● Task description
Print the material below word for word, keeping every line unchanged.
[start of Raw records]
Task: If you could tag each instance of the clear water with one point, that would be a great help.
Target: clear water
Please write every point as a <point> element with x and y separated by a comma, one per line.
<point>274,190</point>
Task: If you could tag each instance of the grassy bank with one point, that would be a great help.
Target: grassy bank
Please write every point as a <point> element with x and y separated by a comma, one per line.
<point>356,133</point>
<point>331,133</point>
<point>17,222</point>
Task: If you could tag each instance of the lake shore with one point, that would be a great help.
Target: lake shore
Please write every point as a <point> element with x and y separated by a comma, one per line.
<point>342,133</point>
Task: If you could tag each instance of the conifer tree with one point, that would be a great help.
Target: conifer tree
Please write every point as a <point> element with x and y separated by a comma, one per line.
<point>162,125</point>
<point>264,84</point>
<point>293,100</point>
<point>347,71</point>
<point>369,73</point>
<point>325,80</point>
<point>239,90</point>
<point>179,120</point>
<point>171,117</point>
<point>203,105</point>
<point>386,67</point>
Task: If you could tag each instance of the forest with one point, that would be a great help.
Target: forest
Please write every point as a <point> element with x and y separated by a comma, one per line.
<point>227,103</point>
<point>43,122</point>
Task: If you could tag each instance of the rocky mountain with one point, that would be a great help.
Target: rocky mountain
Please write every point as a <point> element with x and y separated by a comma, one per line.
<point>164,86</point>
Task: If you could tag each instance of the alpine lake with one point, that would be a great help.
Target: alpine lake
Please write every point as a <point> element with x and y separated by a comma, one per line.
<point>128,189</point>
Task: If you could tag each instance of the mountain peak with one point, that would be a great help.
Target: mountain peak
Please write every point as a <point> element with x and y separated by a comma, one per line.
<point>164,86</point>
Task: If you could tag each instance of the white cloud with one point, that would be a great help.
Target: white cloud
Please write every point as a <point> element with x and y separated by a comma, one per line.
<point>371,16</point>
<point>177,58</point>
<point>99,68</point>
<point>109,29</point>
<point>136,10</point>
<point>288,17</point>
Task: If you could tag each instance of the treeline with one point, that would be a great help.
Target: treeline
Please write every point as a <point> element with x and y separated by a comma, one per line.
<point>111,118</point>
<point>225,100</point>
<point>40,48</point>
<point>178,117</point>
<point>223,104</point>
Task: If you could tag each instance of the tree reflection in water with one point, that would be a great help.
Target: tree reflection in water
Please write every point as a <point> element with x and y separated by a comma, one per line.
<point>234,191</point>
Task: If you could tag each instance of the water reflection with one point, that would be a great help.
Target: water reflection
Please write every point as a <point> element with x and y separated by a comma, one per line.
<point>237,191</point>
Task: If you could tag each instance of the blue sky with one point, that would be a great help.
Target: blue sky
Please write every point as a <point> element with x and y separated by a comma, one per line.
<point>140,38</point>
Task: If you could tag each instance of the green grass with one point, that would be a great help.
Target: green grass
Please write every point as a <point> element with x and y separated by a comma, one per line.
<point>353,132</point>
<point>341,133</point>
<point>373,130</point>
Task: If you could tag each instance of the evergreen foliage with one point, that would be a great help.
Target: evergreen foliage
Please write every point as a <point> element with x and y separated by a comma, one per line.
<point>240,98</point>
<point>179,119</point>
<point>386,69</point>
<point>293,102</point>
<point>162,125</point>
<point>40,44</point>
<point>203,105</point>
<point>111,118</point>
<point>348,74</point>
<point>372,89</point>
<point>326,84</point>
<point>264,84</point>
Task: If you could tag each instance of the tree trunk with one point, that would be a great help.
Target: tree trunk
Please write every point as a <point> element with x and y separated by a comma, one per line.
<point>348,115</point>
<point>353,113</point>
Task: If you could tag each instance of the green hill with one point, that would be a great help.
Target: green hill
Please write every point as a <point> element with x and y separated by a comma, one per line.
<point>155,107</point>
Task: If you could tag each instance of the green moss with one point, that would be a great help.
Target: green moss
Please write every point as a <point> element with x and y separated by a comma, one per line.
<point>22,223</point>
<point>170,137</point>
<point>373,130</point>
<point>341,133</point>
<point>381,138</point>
[end of Raw records]
● Response for this exercise
Task: If you could tag each instance of the clear water with one point, that would be a great help.
Target: clear water
Please write every point as a <point> element with x and y separated by a comma, one per line.
<point>274,190</point>
Task: If you could tag each instance of the grassy bank with one point, that would be a great help.
Target: grassy bank
Please write every point as a <point> element with x and y separated by a comma, one per line.
<point>356,133</point>
<point>331,133</point>
<point>17,222</point>
Task: If you could tag each instance of the lake shore with one point, that would be a great help.
Target: lake shore
Please write every point as a <point> element with x and y separated by a comma, one per line.
<point>342,133</point>
Task: If you could tag each instance of the conifer tree with one point, that would be a great help.
Target: conifer tree
Please write every point as a <point> element with x and y separated by a comma, one per line.
<point>162,125</point>
<point>264,84</point>
<point>293,100</point>
<point>347,71</point>
<point>369,73</point>
<point>325,80</point>
<point>239,90</point>
<point>179,120</point>
<point>171,117</point>
<point>203,105</point>
<point>386,67</point>
Task: If you could tag each instance of the forest with one point, that would be a great help.
Target: forest
Please write every point as a <point> element with x and y separated by a comma, one per line.
<point>227,103</point>
<point>43,122</point>
Task: If you could tag each instance of the rocky mountain with one point, that would be a great help.
Target: rocky mountain
Please write every point as a <point> element with x and y separated by a comma, one per line.
<point>164,86</point>
Task: If you could tag each instance of the alpine lake with one point, that would be a great help.
Target: alpine lake
Please write every point as a <point> element with x and y separated by a comma, one per line.
<point>128,189</point>
Task: If you could tag each instance of the mountain peak with one point, that would be a great help.
Target: mountain peak
Please write every point as a <point> element with x and y separated by a comma, one per line.
<point>164,86</point>
Task: If you could tag each instance of the white cloud with one point, that would be a great help.
Target: white cloud
Please write every point as a <point> element with x and y separated by a comma, one per line.
<point>371,16</point>
<point>177,58</point>
<point>99,68</point>
<point>109,29</point>
<point>136,10</point>
<point>288,17</point>
Task: If you could tag each instance of the treeline with one point, that would be a great help.
Target: treeline
Please write every point as a <point> element with x and y separated by a comma, one per line.
<point>111,118</point>
<point>225,100</point>
<point>40,48</point>
<point>178,117</point>
<point>223,104</point>
Task: If you could tag each instance of the tree reflection in water with one point, that would be a great help.
Target: tree reflection in water
Please write every point as a <point> element with x and y separated by a comma, one per line.
<point>234,191</point>
Task: If you could tag each instance of the water reflection with one point, that would be a great help.
Target: water reflection
Please write every point as a <point> element with x and y separated by a comma, one per line.
<point>237,191</point>
Task: If you could tag each instance of the blue sky with one point, that would be a great help.
Target: blue sky
Please write every point as a <point> element with x and y separated by a comma, one per line.
<point>140,38</point>
Task: If you could tag each instance of the green grass with one point, that would be a great help.
Target: green grass
Please write every point as a <point> element with x and y separated by a comma, one per line.
<point>353,132</point>
<point>341,133</point>
<point>373,130</point>
Task: If you could tag each instance of the evergreen foliage with one point, that would be a great help.
Target: evergreen foliage
Please write every point as a <point> element with x and y separated by a comma, one per line.
<point>240,98</point>
<point>179,119</point>
<point>386,69</point>
<point>293,102</point>
<point>162,125</point>
<point>40,44</point>
<point>203,105</point>
<point>111,118</point>
<point>348,74</point>
<point>372,89</point>
<point>326,84</point>
<point>264,84</point>
Task: If you could tag each instance of the tree trunk with one point, that would be a great help.
Target: tree trunk
Please write every point as a <point> element with x and y separated by a comma, one per line.
<point>348,115</point>
<point>353,113</point>
Task: If you could tag each instance of the green hill with one point, that would be a great help.
Target: green hill
Please write every point as a <point> element with x and y separated by a comma, one per line.
<point>155,107</point>
Task: If you could tag each instance of the green moss with one point, that would be a great help.
Target: green moss
Please write every point as a <point> element with x and y separated by a comma, one per line.
<point>22,223</point>
<point>170,137</point>
<point>373,130</point>
<point>341,133</point>
<point>381,138</point>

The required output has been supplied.